Data extracted from a collection
•••••

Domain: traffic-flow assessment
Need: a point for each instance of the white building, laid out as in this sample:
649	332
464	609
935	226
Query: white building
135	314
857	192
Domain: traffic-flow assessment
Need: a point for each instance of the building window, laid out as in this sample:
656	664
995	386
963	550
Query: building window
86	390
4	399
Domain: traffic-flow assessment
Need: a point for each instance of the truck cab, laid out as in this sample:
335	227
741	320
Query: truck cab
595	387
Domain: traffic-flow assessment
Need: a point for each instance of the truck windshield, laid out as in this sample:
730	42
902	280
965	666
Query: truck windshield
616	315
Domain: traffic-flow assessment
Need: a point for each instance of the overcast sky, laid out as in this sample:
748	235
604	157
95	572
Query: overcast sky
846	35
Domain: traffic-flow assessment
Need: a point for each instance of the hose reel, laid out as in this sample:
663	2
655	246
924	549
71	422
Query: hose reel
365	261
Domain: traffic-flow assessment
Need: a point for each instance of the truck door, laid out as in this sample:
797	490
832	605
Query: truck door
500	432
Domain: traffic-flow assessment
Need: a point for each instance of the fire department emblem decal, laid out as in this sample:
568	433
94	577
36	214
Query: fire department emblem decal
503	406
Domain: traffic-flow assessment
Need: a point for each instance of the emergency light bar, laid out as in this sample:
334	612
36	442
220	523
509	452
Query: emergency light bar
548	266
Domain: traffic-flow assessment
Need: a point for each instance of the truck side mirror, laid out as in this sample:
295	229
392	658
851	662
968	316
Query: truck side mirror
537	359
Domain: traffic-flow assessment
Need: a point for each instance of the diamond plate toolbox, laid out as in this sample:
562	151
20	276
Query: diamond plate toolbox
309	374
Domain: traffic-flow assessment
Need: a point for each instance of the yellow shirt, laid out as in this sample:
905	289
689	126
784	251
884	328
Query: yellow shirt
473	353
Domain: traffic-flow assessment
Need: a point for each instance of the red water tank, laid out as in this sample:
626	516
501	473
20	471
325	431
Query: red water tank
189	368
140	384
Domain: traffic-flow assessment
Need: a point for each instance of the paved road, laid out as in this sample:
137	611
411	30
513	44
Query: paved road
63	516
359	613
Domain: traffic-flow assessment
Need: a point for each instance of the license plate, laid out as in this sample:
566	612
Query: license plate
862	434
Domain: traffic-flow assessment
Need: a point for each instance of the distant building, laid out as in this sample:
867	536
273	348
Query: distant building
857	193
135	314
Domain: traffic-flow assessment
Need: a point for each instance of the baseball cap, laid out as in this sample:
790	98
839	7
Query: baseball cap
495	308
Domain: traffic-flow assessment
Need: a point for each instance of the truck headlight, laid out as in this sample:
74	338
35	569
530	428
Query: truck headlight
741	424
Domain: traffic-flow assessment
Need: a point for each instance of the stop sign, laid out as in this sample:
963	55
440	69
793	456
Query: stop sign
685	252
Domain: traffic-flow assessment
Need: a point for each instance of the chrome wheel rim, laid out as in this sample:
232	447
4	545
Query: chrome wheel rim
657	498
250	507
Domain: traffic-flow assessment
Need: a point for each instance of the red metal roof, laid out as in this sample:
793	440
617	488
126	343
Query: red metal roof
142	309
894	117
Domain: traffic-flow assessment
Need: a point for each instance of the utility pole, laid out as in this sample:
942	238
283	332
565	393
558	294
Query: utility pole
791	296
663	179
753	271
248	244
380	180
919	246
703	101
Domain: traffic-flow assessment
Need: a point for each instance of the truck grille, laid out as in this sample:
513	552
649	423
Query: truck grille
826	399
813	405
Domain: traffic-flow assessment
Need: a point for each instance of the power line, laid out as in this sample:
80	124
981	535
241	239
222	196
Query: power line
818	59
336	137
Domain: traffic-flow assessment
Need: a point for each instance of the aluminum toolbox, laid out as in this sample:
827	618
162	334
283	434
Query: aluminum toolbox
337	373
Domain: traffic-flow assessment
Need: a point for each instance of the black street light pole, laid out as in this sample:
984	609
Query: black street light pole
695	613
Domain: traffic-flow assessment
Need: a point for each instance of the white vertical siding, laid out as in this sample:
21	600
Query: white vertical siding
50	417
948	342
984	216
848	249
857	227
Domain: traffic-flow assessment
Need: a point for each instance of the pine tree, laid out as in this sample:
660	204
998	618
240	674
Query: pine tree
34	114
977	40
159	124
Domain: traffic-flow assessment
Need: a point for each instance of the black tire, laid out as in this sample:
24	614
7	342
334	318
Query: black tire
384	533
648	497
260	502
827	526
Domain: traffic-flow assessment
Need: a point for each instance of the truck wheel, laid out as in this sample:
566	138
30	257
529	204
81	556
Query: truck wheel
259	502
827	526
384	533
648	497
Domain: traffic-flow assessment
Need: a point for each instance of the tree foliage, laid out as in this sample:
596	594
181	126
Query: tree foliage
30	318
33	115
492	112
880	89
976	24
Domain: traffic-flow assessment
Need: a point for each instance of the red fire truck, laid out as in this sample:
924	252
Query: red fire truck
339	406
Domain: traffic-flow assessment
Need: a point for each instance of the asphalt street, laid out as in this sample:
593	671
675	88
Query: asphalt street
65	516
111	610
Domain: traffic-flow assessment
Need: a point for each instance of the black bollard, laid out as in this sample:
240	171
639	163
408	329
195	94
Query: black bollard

•••••

== OBJECTIVE ==
Identify every line of the records above that contains the word "white" and copy each such line. Matching is case-sensitive.

== FULL SOLUTION ==
Need: a point for each instance of the white building, laid out as in this sample:
Query: white building
Need: a point for each instance of the white vertical siding, laid out as in this sample:
Query: white vertical siding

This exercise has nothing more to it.